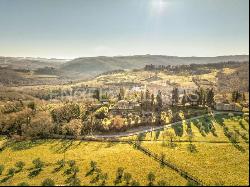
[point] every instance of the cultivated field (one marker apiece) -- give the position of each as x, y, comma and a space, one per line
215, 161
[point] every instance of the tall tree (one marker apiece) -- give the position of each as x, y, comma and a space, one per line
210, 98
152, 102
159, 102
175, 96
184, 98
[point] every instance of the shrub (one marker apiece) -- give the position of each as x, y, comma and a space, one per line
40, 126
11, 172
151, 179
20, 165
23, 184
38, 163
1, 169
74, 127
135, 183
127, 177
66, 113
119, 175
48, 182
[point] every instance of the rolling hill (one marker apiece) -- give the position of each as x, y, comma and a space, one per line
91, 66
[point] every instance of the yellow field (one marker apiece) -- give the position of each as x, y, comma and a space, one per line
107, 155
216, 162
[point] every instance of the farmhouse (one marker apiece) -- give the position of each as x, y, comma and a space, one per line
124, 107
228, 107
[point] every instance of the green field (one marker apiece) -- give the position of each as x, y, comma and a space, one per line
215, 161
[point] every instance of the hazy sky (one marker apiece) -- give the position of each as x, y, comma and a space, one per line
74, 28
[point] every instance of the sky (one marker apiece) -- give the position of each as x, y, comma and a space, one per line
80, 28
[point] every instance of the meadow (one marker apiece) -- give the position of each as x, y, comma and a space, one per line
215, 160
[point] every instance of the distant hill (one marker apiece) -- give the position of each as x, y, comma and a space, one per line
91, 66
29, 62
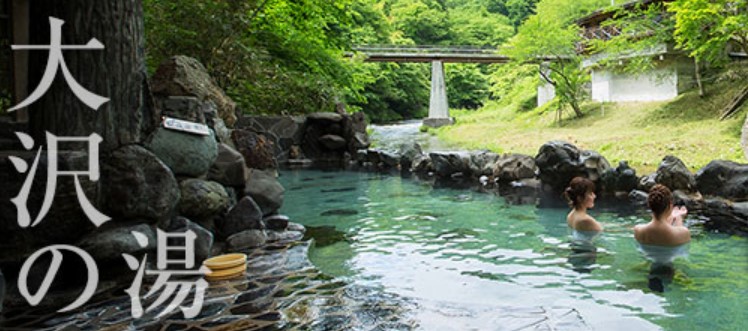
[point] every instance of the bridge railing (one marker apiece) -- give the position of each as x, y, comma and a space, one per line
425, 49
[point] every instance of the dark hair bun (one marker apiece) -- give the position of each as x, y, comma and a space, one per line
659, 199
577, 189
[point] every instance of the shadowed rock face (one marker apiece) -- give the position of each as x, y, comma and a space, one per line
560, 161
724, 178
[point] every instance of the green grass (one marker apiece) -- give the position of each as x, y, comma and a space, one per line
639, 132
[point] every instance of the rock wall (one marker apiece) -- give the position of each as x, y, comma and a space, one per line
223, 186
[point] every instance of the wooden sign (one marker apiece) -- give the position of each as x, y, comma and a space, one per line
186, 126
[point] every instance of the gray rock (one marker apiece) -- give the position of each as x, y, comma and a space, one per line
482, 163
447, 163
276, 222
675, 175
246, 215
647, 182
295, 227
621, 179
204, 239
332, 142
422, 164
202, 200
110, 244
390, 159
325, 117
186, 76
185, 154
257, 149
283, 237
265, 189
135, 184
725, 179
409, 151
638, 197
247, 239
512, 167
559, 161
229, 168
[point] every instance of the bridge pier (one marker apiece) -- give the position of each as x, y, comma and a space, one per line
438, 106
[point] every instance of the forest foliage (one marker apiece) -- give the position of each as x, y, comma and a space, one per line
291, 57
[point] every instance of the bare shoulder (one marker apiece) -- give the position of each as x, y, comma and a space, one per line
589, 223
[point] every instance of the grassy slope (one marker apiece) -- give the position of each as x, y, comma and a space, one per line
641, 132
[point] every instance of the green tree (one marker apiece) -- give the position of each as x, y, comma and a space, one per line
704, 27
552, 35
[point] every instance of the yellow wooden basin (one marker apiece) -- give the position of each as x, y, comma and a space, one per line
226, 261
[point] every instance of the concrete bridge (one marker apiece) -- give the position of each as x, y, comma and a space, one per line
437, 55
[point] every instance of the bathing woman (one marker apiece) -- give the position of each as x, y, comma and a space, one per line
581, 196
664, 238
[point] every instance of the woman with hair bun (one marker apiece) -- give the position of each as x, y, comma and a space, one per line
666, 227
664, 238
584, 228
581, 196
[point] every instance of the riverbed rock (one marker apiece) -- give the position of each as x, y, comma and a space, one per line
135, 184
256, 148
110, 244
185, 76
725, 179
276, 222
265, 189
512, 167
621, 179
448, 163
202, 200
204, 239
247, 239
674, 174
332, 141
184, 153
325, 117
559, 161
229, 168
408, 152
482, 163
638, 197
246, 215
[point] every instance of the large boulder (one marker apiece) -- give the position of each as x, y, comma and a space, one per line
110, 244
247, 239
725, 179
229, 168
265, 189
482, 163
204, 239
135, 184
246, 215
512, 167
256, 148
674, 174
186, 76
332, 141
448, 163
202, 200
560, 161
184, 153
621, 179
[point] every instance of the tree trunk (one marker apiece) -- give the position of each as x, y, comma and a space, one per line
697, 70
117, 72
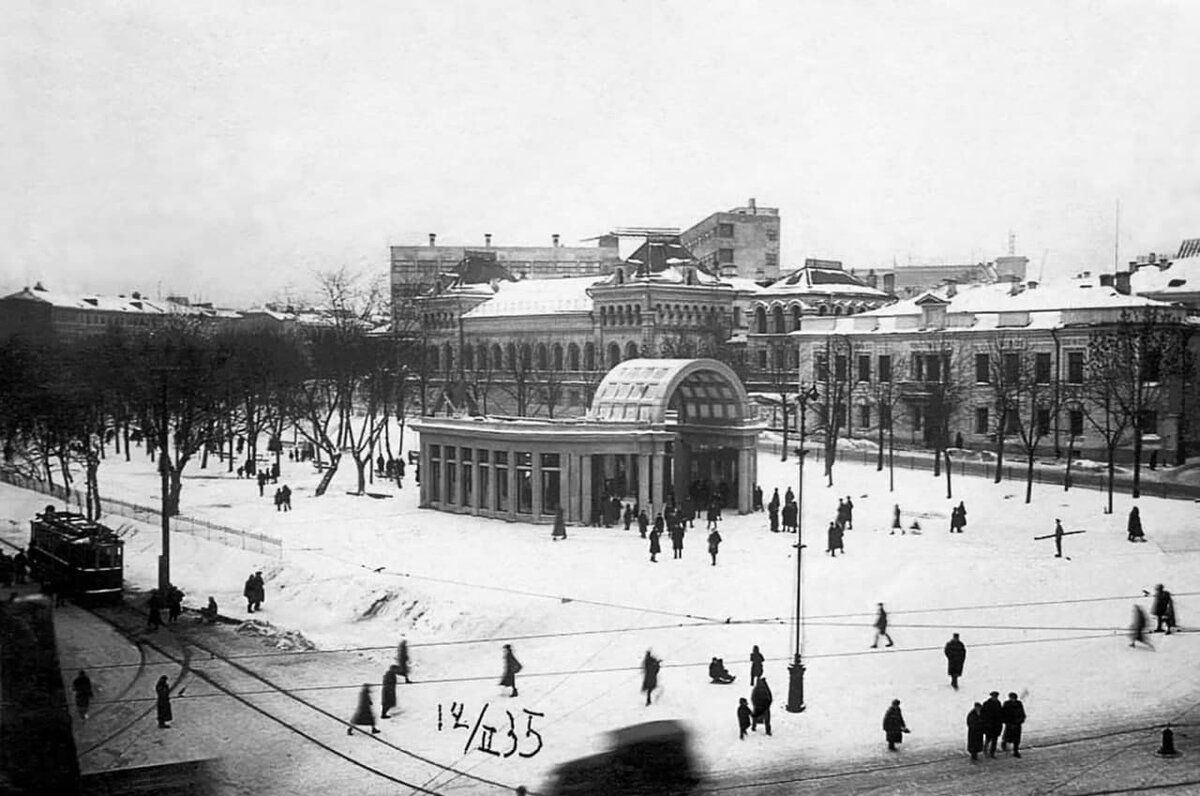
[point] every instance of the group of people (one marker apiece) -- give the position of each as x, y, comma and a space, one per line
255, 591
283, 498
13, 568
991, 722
---------------
** Exercise prompt **
From the first line to the last, repeat the records exactly. Leave out the pictures.

** Response **
[point] every instance of the cultivated field (one marker apiece) -- give the position of each as x, y, comma and a space, one per line
215, 161
[point] every instance of the tall tree (one marker apiece) -- give the position of each as x, y, comma and a space, one per line
210, 98
152, 102
159, 102
175, 96
184, 98
[point] every instance of the shrub (one marker apiece) -- give the position of each as x, y, comma and a space, one per line
40, 126
11, 172
151, 179
20, 165
23, 184
38, 163
1, 169
74, 127
135, 183
127, 177
66, 113
119, 175
48, 182
[point] every instance of the rolling hill (one marker apiece) -- give the position of each as x, y, comma and a space, one per line
91, 66
[point] every instance of the yellow field (one marker apiece) -- give the position of each as x, y, comma and a space, one per line
107, 155
216, 162
[point] every instance of the farmhouse (one marker apiece) -- give the position of each as x, y, comma and a space, one per line
124, 107
228, 107
[point] every instance of the green field (one marker apiece) -- give the position of each as x, y, comma and a space, one per line
215, 161
[point] every instance of the hazy sky (one marker apiece) -- give the position of each as x, y, comma and a space, one per line
74, 28
[point] every instance of the sky (one marker apiece) -- give the position of each as x, y, comma and a space, one per line
80, 28
[point] every instance of the meadow (one marker apiece) -- give the position of each as x, y, comma and a space, one per line
215, 160
[point] every instance of the distant hill (one marker apiece) -- give the position of each as x, y, comma and a space, one per line
91, 66
29, 62
[point] every instance of the bridge railing (one marker apiece) -- give the position of each as x, y, comma and a space, one per line
425, 49
[point] every instance of the dark hair bun (one marker apiece) -- give the position of each as x, y, comma and a space, one per line
659, 199
577, 189
[point] every instance of the shadowed rock face (one marker apiece) -- give the position of each as x, y, comma and a space, one per line
560, 161
724, 178
[point] every instance of the green grass (one marker apiece) -- give the position of each as x, y, comma and a space, one per line
639, 132
[point] every instance of the rock wall (one marker apiece) -- give the position of each as x, y, comma and a space, one per line
223, 186
[point] every instance of the wooden sign (one marker apiece) -- give the position of each as x, y, comma and a space, one per line
186, 126
[point] every instance of the gray rock (one marker apiece) -- give the position of each as x, y, comma and a space, one per line
482, 163
447, 163
276, 222
675, 175
246, 215
647, 182
295, 227
621, 179
204, 239
332, 142
422, 164
202, 200
110, 244
390, 159
325, 117
186, 76
185, 154
257, 149
283, 237
265, 189
135, 184
725, 179
409, 151
638, 197
247, 239
512, 167
559, 161
229, 168
[point] every instance of the bridge pier (one marker apiece) -- give the position of each as x, y, comma and a space, one per line
438, 106
[point] every instance of the forest foliage (one marker apiece) -- give the position of each as x, y, comma and a space, one per line
291, 57
[point] every instance of the bare shoulder (one marker apiece) -- give the position of each as x, y, comma and a space, one per line
589, 223
[point] every instance of the grassy slope (one marker apiece) -- give the position of each as x, y, comma and a space, one per line
641, 132
[point] every instance of the green tree (one marker apiece) -- give the position of each as x, y, comma and a space, one per line
704, 27
552, 35
[point] every instance of the yellow wooden basin (one marker apiece) -- give the position of each as x, y, comma and a space, one per line
226, 261
[point] every instance of the concrete bridge (one marker apiece) -- give the position of each as x, y, comma and a space, one per line
437, 55
[point] every instance of the bathing woman (one marker apiece) -- give the position of each as x, y, comma and a space, one per line
581, 196
664, 238
[point] every instance of the woman with hair bun (one marker apiece) -- give the position of each as x, y, comma and a space, one per line
666, 227
664, 238
584, 228
581, 196
[point] every instance of the riverbed rock (one marker apiece) -- give the position of each as x, y, comma and a space, one per line
135, 184
256, 148
110, 244
185, 76
725, 179
276, 222
265, 189
512, 167
621, 179
448, 163
202, 200
204, 239
247, 239
674, 174
332, 141
184, 153
325, 117
559, 161
229, 168
408, 152
482, 163
638, 197
246, 215
[point] every instance of the large boulder (one marker apiece) -- give the position of each as x, y, comma and a space, one per line
110, 244
247, 239
725, 179
229, 168
265, 189
482, 163
204, 239
135, 184
246, 215
512, 167
256, 148
674, 174
186, 76
332, 141
448, 163
202, 200
560, 161
184, 153
621, 179
[point] every instance of the tree trunk (one marker apiece) -- give the position of each as x, y, comma and a space, one per line
697, 70
117, 72
[point] every instance of the group of people (one marker apiece) -- give the position of each as x, y, comma and a space, one per line
255, 591
283, 498
13, 568
991, 722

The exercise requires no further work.